◆ Questions:
1. In the film screening schedule, at which school was Housewives of Tomorrow filmed?
2. Which films in the screening schedule list Films of Scotland among their commissioners?

Time: 11.07, 13.35, 16.02
Film: Birth of a Sewing Machine (1934). The manufacturing processes involved in making a Singer sewing machine at Clydebank, Glasgow. Full film is 70 minutes long and shows the entire process from castings to packaging the needles. Commissioned by the Singer Sewing Machine Co. Ltd. Silent
Time: 11.15, 13.43, 16.10
Film: The Face of Scotland (1938). Examines the question “what and why is a Scot”, clip depicts scenes from WWI and a war memorial at Edinburgh Castle. One of a group of seven documentaries made for the 1938 Empire Exhibition. Commissioned by Films of Scotland.
Time: 11.19, 13.47, 16.14
Film: Dundee (1939). Film made to celebrate Dundee’s rich industrial heritage, locals explain to the narrator how the city has changed over time. Film was premiered at the British Association in Dundee but had to be abandoned due to the announcement of the start of WWII. Commissioned by Films of Scotland.
Time: 11.37, 14.05
Film: Vital Statistics (1940). Glasgow appointed its first Medical Officer of health in 1863 to combat problems of overcrowding and disease. This film shows the work of the department from housing to schools to monitoring food stuffs. Commissioned by Glasgow Corporation Public Health Department.
Time: 11.54, 14.22
Film: Future of Scotland (1948). Tom Johnston, the former Secretary of State for Scotland and founder of the North of Scotland Hydro-Electric Board, talks about the benefits of devolution for Scotland. Clip from a larger film about Scotland’s industry and culture. Sponsored by J. Arthur Rank Organisation.
Time: 11.56, 14.24
Film: Housewives of Tomorrow (1951). A Domestic Science class as taught in a Glasgow school. Made in 1951 this film depicts very old-fashioned traditional roles for women as housewives; looking after the children, cooking and cleaning. Filmed at Albert Secondary School, Glasgow. Silent
Time: 12.10, 14.38
Film: In the Clear (1957). Tuberculosis was once a major threat to Britain’s health and in the 1950s there was a campaign to get people diagnosed early by getting a chest x-ray. This cinema trailer, starring Jimmy Logan and Stanley Baxter, was made to encourage people to do just that. Commissioned by the National Association for the Prevention of Tuberculosis.
Time: 12.13, 14.41
Film: Young in Heart (1963). Film showing the making of the Hillman Imp motorcar from conception to production at its factory in Linwood, Paisley. The film offers a colourful insight of the workings of the factory which was built to help recover jobs lost from the declining ship building industry. Commissioned by Films of Scotland and the Rootes Group.
Time: 12.36, 15.03
Film: Songs of Scotland (1963). Part of a larger film of traditional songs from Scotland. This clip shows Dolina McLellan and Hamish Henderson singing “Bonnie Lassie I’ll Lie Near Ye’” in a local Edinburgh pub. Hamish Henderson was a Scottish poet and songwriter. Commissioned by Films of Scotland.

◆ Given entries:
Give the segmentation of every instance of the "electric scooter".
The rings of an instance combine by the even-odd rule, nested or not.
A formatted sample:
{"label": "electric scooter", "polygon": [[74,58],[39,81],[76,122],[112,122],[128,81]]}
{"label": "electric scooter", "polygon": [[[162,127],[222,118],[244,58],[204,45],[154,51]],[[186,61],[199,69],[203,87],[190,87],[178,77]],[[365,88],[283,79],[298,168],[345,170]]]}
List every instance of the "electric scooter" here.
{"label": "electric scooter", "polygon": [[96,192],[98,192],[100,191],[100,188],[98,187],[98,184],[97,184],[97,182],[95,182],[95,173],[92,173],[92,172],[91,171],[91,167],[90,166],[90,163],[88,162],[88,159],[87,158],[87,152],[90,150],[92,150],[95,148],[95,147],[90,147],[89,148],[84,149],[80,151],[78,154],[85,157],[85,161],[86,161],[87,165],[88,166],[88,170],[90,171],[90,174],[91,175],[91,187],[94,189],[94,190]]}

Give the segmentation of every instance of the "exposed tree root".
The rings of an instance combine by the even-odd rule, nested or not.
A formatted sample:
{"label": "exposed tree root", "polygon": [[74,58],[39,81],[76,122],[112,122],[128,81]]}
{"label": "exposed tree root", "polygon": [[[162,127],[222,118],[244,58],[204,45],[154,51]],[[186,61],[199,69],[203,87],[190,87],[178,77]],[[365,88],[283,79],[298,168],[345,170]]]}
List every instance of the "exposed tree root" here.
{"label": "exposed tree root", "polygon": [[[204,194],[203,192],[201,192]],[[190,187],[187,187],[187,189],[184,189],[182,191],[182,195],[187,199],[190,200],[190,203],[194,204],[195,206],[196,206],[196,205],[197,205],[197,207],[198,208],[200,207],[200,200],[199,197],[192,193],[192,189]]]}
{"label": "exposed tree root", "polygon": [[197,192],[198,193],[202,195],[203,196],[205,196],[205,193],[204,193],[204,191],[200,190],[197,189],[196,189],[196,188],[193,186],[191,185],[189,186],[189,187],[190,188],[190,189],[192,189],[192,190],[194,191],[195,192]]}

◆ Answers to each task:
1. Albert Secondary School, Glasgow.

2. The Face of Scotland (1938), Dundee (1939), Young in Heart (1963) and Songs of Scotland (1963)